→ **Extracted entries**:
Start of Block

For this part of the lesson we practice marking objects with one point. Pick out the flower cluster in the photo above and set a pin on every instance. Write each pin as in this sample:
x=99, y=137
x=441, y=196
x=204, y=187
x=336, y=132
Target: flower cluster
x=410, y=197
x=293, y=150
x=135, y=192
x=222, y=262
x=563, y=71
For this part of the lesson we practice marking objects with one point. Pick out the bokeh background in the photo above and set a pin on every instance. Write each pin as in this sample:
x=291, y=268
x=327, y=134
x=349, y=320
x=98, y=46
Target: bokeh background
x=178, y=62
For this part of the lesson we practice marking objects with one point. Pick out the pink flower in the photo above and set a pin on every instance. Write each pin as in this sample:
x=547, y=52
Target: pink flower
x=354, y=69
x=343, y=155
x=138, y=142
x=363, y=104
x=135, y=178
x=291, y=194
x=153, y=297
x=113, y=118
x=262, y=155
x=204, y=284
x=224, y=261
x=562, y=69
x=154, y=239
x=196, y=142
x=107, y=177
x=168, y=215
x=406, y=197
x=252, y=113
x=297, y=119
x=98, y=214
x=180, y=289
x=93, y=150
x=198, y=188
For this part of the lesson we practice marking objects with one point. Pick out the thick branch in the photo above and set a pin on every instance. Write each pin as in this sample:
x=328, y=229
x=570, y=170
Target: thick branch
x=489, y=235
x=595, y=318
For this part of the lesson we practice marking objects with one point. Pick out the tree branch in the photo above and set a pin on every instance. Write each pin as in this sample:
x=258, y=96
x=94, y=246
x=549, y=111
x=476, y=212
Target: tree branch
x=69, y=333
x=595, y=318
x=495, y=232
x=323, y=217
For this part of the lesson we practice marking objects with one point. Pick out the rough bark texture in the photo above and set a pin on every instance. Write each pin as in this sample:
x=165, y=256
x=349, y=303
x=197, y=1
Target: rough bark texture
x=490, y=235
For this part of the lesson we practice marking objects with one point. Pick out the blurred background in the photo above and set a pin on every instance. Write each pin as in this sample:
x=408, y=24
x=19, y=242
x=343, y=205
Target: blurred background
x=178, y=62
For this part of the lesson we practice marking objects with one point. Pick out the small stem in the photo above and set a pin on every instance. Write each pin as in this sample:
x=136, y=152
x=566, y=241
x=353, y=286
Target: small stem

End of Block

→ **Activity**:
Copy out only the lines above from the one with "x=291, y=268" to the one with "x=547, y=52", inclusive, exactly as they stand.

→ **Worked solution**:
x=291, y=268
x=327, y=134
x=349, y=320
x=98, y=46
Target: bokeh background
x=178, y=62
For this part of the lesson we practice marking objects with one point. Pick out the pink flower in the photo above and set a pin on every instance. Write each pin as in this sample:
x=547, y=52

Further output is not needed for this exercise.